> **YOUR ASSIGNMENT**: Within the records below, find the line containing "Could you please indicate the pink". Reproduce it and each line after it exactly, and nothing else.

[[ THE RECORDS open ]]

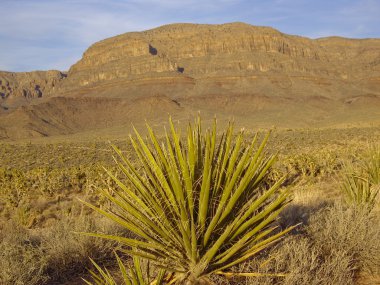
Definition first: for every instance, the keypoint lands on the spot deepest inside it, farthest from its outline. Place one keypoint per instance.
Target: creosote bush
(197, 204)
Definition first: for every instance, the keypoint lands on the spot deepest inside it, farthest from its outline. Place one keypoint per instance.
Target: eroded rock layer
(254, 73)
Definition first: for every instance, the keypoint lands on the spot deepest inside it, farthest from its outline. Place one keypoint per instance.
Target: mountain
(257, 75)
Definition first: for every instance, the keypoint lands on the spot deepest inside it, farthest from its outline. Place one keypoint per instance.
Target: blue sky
(53, 34)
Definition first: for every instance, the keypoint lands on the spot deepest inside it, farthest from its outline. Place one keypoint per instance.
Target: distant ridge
(258, 75)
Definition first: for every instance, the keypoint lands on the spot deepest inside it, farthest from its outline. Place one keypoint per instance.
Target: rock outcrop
(29, 85)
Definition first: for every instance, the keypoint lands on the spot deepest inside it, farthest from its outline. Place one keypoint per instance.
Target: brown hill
(258, 75)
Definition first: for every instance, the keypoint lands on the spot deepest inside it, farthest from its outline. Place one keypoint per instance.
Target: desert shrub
(197, 205)
(55, 253)
(22, 260)
(337, 245)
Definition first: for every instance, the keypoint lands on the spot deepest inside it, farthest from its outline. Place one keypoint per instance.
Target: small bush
(338, 244)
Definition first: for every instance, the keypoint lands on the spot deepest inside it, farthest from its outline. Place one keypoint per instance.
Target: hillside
(257, 75)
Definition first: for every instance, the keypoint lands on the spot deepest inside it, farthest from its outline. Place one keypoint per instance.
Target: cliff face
(256, 73)
(237, 49)
(29, 85)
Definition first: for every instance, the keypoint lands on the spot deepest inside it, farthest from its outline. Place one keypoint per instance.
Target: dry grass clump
(21, 257)
(51, 254)
(337, 246)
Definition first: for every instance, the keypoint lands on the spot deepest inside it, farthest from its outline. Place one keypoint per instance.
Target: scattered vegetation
(40, 184)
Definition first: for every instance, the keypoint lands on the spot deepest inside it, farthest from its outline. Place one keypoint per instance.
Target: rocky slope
(257, 74)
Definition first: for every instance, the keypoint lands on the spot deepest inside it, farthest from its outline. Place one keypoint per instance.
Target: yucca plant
(197, 204)
(361, 182)
(136, 275)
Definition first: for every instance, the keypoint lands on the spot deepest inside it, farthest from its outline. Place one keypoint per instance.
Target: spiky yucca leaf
(196, 202)
(136, 275)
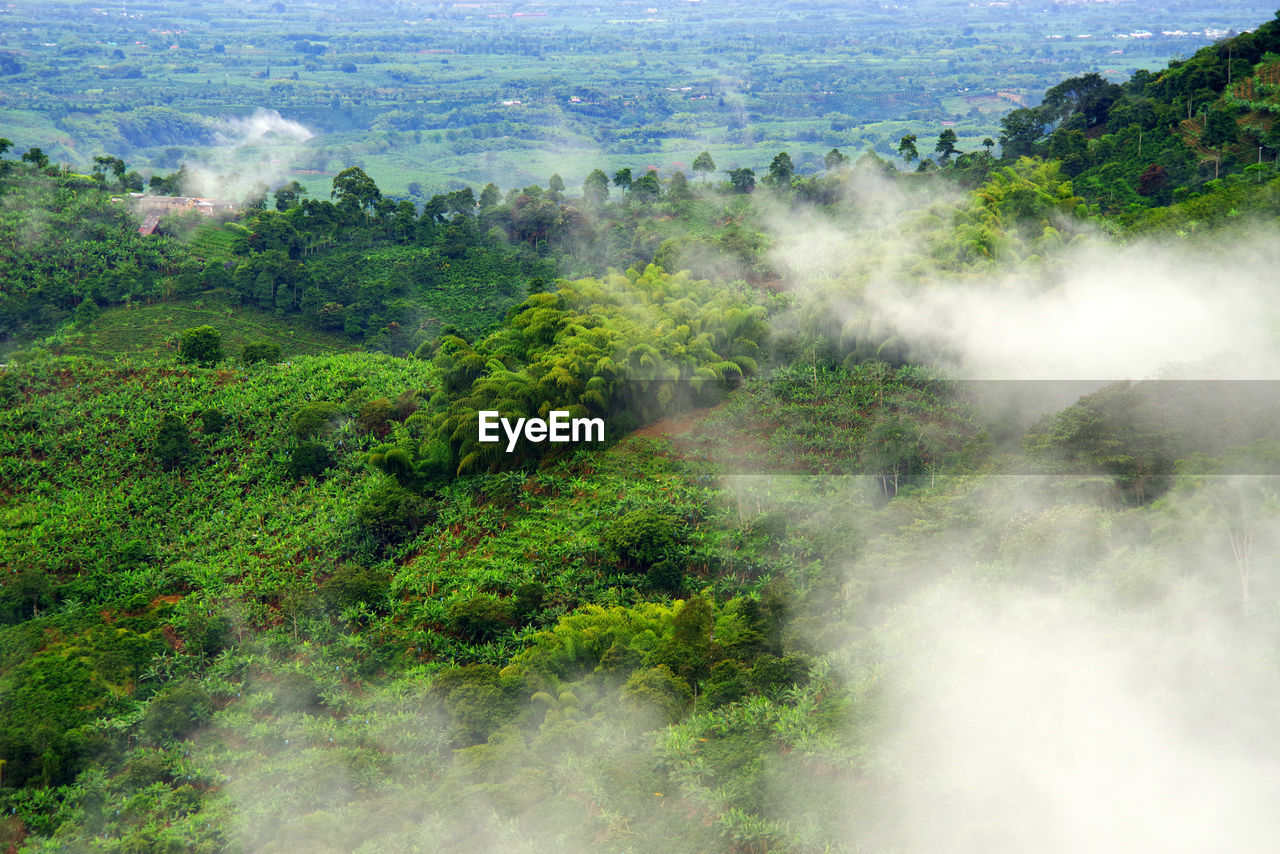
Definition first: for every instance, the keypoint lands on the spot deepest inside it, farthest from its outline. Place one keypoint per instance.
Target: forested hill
(263, 588)
(1160, 135)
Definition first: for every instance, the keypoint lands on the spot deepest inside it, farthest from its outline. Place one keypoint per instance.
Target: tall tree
(353, 186)
(906, 149)
(835, 160)
(946, 144)
(781, 170)
(743, 179)
(647, 187)
(595, 188)
(704, 164)
(36, 158)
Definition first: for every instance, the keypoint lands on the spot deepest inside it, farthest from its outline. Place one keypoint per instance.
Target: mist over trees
(936, 505)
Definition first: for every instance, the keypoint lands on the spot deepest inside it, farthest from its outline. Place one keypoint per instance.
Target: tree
(835, 160)
(946, 144)
(1088, 96)
(781, 170)
(288, 196)
(743, 179)
(647, 187)
(906, 149)
(595, 188)
(173, 447)
(309, 459)
(36, 158)
(704, 164)
(677, 186)
(261, 351)
(103, 163)
(353, 186)
(489, 196)
(86, 311)
(201, 346)
(1220, 131)
(1022, 131)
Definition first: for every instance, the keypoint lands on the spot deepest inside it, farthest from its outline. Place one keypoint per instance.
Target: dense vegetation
(265, 589)
(510, 94)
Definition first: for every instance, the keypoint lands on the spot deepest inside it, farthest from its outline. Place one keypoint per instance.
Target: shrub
(23, 594)
(201, 346)
(640, 539)
(176, 711)
(261, 351)
(213, 421)
(315, 419)
(353, 584)
(86, 313)
(375, 416)
(393, 514)
(309, 459)
(666, 575)
(528, 599)
(479, 617)
(173, 446)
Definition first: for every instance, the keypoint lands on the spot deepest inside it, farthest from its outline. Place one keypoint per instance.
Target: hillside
(933, 505)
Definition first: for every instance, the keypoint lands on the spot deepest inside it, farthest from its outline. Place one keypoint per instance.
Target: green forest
(937, 506)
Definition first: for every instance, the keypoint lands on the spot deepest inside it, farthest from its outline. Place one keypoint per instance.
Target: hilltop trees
(201, 346)
(353, 187)
(704, 164)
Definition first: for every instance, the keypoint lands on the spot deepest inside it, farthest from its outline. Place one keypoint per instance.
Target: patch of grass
(150, 330)
(211, 242)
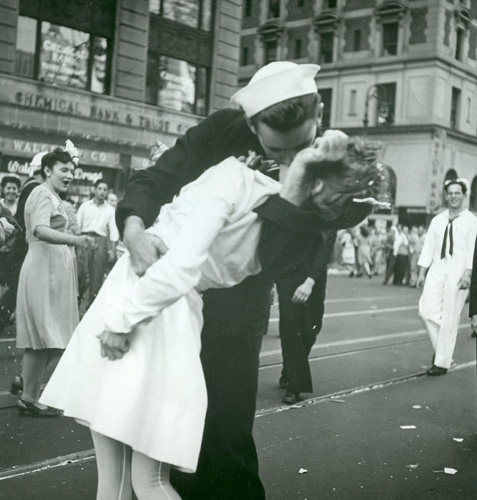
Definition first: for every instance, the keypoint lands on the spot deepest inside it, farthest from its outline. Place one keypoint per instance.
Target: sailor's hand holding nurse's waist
(144, 248)
(113, 345)
(473, 323)
(464, 281)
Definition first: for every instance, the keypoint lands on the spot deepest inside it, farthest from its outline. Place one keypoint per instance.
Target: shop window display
(193, 13)
(176, 84)
(61, 55)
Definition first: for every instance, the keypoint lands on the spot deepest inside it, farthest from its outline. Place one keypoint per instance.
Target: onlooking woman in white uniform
(145, 399)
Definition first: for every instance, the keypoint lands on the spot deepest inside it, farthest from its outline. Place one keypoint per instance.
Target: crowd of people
(392, 253)
(163, 366)
(39, 272)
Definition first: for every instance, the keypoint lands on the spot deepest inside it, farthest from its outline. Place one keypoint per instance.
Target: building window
(298, 48)
(271, 51)
(390, 39)
(356, 40)
(473, 196)
(244, 57)
(326, 47)
(248, 8)
(26, 47)
(326, 98)
(193, 13)
(62, 56)
(352, 103)
(176, 84)
(455, 107)
(459, 41)
(273, 8)
(387, 105)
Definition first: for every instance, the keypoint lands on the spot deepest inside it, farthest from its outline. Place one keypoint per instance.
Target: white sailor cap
(274, 83)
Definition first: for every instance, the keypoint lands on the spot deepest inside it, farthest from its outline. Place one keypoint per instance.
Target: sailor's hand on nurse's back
(85, 241)
(144, 248)
(331, 147)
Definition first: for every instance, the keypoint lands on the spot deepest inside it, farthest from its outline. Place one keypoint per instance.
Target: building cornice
(426, 128)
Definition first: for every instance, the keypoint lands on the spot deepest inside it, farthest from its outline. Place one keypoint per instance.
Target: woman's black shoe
(283, 382)
(27, 409)
(435, 371)
(17, 385)
(291, 398)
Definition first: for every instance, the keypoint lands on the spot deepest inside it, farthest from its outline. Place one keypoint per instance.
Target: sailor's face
(455, 197)
(283, 146)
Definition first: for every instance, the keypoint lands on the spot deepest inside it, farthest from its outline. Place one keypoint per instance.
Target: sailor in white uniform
(447, 256)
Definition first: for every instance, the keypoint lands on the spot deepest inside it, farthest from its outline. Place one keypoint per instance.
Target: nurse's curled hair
(357, 176)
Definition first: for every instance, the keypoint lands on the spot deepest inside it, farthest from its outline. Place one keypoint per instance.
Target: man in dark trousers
(279, 117)
(301, 298)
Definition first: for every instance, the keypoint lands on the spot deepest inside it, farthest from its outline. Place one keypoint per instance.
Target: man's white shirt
(99, 219)
(464, 231)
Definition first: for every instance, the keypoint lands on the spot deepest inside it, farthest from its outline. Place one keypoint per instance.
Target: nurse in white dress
(146, 408)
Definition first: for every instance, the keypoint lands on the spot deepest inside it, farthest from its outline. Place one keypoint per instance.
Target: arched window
(390, 185)
(450, 174)
(473, 196)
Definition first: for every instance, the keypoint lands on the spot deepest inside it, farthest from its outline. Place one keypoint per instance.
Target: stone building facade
(402, 71)
(114, 76)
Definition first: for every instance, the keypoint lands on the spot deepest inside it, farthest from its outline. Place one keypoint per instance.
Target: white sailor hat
(274, 83)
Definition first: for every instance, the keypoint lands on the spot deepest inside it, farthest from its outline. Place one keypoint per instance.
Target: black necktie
(451, 240)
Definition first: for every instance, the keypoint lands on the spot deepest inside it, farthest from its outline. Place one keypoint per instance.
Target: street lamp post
(379, 93)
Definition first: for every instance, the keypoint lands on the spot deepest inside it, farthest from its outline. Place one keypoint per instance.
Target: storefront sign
(104, 110)
(30, 149)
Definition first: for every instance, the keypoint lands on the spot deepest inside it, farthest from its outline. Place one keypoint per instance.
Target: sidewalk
(352, 447)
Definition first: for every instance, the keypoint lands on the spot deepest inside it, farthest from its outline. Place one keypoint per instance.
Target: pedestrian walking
(364, 251)
(96, 219)
(112, 199)
(348, 252)
(447, 258)
(10, 186)
(150, 394)
(390, 258)
(380, 252)
(13, 254)
(301, 297)
(401, 256)
(415, 248)
(47, 311)
(5, 229)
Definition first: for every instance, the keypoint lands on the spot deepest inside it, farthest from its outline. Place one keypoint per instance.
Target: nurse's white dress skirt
(153, 399)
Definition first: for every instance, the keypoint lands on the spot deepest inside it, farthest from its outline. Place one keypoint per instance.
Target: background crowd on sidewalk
(392, 253)
(13, 245)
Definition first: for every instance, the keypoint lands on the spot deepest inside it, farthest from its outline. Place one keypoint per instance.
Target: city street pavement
(375, 428)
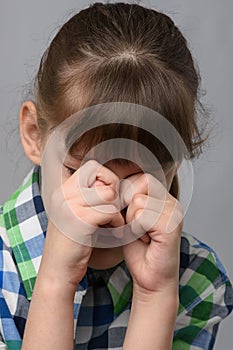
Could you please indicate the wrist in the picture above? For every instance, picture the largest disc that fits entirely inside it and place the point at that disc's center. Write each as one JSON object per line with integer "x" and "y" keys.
{"x": 169, "y": 296}
{"x": 52, "y": 286}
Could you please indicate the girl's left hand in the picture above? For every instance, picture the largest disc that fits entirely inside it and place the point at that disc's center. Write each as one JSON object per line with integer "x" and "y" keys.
{"x": 153, "y": 259}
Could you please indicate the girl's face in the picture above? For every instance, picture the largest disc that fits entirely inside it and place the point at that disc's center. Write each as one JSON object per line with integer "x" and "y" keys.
{"x": 103, "y": 258}
{"x": 32, "y": 141}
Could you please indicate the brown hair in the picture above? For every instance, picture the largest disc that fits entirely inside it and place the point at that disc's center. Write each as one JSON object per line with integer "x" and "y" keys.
{"x": 120, "y": 52}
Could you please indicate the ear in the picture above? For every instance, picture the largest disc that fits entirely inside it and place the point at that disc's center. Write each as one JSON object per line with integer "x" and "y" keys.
{"x": 30, "y": 132}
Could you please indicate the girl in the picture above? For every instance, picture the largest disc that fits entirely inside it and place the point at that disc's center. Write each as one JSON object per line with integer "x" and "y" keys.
{"x": 160, "y": 291}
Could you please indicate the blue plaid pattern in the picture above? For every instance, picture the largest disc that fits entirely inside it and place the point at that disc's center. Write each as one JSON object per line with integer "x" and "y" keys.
{"x": 103, "y": 298}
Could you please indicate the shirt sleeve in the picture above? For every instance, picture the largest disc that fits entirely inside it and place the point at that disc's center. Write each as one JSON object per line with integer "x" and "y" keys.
{"x": 206, "y": 298}
{"x": 198, "y": 325}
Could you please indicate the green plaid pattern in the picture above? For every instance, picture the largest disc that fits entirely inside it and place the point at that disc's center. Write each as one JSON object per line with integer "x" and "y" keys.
{"x": 103, "y": 298}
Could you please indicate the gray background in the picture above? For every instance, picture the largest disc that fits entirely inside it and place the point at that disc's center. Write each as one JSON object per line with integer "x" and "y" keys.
{"x": 26, "y": 28}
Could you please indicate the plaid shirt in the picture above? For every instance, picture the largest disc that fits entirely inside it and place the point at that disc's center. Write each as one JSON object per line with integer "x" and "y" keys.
{"x": 103, "y": 298}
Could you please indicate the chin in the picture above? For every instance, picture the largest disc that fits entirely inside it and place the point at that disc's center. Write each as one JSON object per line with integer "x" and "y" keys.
{"x": 105, "y": 258}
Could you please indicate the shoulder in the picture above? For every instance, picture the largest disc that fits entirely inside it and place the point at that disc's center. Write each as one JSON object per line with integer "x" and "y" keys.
{"x": 200, "y": 258}
{"x": 202, "y": 275}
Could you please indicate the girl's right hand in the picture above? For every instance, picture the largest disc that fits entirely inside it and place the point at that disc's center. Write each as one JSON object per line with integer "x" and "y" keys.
{"x": 93, "y": 204}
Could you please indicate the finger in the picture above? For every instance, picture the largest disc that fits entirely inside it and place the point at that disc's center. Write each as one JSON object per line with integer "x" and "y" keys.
{"x": 93, "y": 171}
{"x": 141, "y": 201}
{"x": 144, "y": 221}
{"x": 145, "y": 238}
{"x": 144, "y": 184}
{"x": 87, "y": 174}
{"x": 102, "y": 215}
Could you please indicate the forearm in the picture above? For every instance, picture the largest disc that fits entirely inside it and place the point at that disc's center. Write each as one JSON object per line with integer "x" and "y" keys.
{"x": 50, "y": 319}
{"x": 151, "y": 323}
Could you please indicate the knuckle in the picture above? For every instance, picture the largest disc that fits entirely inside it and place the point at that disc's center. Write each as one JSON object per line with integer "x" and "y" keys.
{"x": 138, "y": 214}
{"x": 109, "y": 194}
{"x": 137, "y": 200}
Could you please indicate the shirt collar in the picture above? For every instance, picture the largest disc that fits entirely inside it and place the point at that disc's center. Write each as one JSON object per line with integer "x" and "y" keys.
{"x": 26, "y": 224}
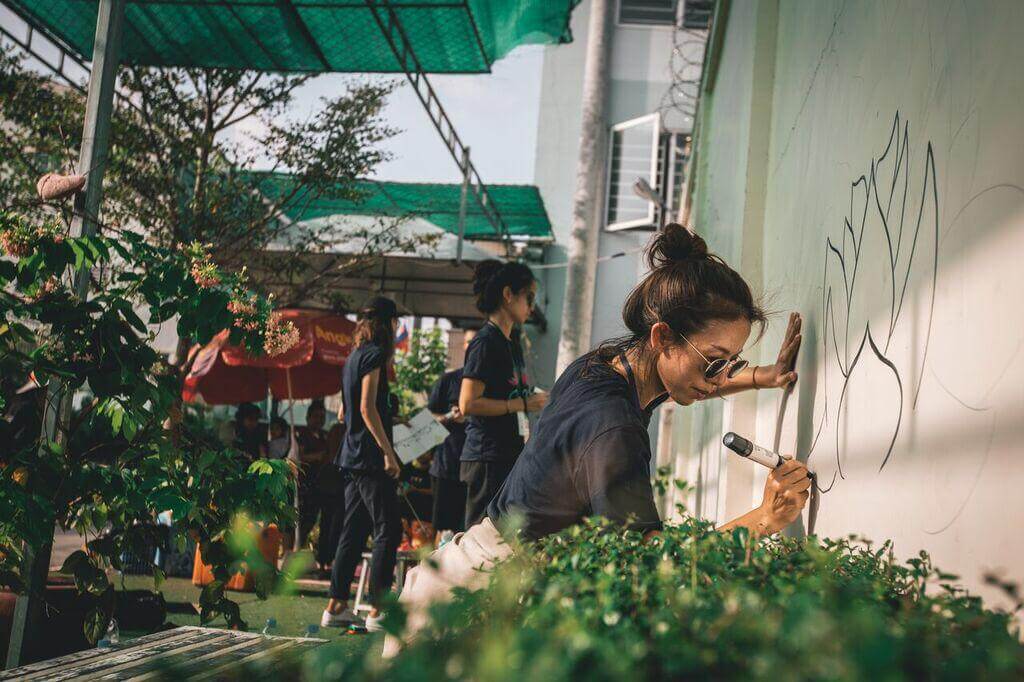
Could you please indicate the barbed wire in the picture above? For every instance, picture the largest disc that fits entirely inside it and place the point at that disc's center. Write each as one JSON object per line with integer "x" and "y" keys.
{"x": 685, "y": 66}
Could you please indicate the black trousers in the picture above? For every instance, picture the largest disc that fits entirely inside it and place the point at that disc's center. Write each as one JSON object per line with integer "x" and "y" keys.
{"x": 482, "y": 479}
{"x": 371, "y": 508}
{"x": 450, "y": 504}
{"x": 331, "y": 489}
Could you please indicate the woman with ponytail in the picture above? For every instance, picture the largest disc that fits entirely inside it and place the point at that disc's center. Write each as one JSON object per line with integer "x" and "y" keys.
{"x": 495, "y": 395}
{"x": 688, "y": 323}
{"x": 371, "y": 467}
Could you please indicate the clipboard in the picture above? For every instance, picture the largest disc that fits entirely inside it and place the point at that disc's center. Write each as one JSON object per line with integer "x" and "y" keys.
{"x": 422, "y": 434}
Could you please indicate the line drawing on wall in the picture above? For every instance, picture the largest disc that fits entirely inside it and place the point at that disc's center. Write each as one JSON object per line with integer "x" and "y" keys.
{"x": 883, "y": 202}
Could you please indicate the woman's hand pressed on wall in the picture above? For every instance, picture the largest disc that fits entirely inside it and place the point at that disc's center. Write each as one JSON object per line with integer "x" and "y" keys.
{"x": 785, "y": 495}
{"x": 781, "y": 374}
{"x": 536, "y": 401}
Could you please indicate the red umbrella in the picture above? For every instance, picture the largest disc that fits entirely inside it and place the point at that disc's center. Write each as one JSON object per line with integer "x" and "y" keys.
{"x": 222, "y": 374}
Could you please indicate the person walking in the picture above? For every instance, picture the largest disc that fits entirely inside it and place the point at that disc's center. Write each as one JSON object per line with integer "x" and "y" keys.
{"x": 371, "y": 465}
{"x": 495, "y": 395}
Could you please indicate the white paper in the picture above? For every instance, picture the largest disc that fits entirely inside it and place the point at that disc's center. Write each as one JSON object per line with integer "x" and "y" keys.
{"x": 422, "y": 434}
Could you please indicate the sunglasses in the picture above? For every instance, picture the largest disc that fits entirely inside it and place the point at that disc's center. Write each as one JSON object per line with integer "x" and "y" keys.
{"x": 719, "y": 365}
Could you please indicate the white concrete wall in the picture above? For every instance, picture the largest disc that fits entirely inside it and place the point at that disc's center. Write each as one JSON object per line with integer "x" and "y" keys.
{"x": 639, "y": 79}
{"x": 903, "y": 120}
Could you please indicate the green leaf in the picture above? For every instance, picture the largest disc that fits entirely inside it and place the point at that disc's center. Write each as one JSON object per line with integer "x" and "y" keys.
{"x": 74, "y": 561}
{"x": 95, "y": 625}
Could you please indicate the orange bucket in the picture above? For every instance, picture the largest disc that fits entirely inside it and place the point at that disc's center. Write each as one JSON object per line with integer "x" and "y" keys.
{"x": 269, "y": 547}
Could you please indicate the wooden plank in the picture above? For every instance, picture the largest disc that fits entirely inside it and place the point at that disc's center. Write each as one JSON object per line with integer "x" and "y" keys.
{"x": 118, "y": 663}
{"x": 37, "y": 670}
{"x": 184, "y": 650}
{"x": 231, "y": 655}
{"x": 212, "y": 673}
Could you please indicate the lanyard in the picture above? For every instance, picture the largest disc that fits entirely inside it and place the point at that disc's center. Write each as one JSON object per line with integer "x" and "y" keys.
{"x": 520, "y": 384}
{"x": 633, "y": 384}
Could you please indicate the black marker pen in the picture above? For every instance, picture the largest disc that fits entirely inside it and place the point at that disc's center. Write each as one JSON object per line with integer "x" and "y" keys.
{"x": 755, "y": 453}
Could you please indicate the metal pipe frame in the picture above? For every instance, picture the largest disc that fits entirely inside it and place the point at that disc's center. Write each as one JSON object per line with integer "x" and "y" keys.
{"x": 400, "y": 46}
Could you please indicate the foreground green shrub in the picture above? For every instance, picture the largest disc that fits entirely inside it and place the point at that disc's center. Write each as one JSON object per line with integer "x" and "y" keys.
{"x": 598, "y": 603}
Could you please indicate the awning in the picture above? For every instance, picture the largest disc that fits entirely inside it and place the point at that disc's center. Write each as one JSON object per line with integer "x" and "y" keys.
{"x": 308, "y": 35}
{"x": 520, "y": 206}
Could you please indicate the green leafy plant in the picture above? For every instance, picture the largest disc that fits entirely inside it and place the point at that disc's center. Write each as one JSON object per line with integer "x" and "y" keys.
{"x": 418, "y": 369}
{"x": 116, "y": 464}
{"x": 599, "y": 603}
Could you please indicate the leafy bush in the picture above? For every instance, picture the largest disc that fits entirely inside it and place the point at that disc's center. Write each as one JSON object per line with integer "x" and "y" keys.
{"x": 417, "y": 369}
{"x": 599, "y": 603}
{"x": 115, "y": 465}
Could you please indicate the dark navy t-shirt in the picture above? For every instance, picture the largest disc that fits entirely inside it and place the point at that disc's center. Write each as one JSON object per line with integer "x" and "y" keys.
{"x": 443, "y": 396}
{"x": 359, "y": 451}
{"x": 496, "y": 360}
{"x": 588, "y": 456}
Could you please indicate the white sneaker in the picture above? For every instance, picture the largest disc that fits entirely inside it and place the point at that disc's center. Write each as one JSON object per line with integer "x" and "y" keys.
{"x": 374, "y": 623}
{"x": 345, "y": 617}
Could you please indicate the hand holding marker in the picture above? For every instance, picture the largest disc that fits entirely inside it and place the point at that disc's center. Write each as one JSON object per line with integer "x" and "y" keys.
{"x": 755, "y": 453}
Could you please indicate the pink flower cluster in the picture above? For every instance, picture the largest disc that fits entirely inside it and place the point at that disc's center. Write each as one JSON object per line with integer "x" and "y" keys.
{"x": 280, "y": 337}
{"x": 47, "y": 288}
{"x": 205, "y": 273}
{"x": 15, "y": 244}
{"x": 246, "y": 314}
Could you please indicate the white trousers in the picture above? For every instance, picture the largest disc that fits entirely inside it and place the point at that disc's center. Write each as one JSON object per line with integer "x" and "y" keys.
{"x": 465, "y": 561}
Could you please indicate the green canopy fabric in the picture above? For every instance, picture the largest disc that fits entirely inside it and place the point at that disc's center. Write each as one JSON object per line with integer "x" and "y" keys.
{"x": 448, "y": 36}
{"x": 520, "y": 205}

[[ THE RECORDS closed ]]

> **SOLUTION TO THE EXERCISE**:
Could you please indicate the pink flower cluster in the picture above? For every instance, picture the largest disc that fits entirely inside it and place the point at that disc's center. Write each as one JSON object per line with integer "x" and "y" keys.
{"x": 280, "y": 337}
{"x": 47, "y": 288}
{"x": 205, "y": 273}
{"x": 15, "y": 244}
{"x": 246, "y": 314}
Could you please indicate the white trousers in the picture above? For every instance, picture the largest disc that fits entirely inside it and place the point at that disc's center. Write each as one JSON object per line with integer "x" and "y" keys.
{"x": 465, "y": 561}
Could you please indicate the green canopy fabric in the picture above? For every instance, picture the largest disc that fits entirely inside it and place the point at that disc's center. Write each as one JSON object per line with integer "x" and "y" keys.
{"x": 448, "y": 36}
{"x": 520, "y": 205}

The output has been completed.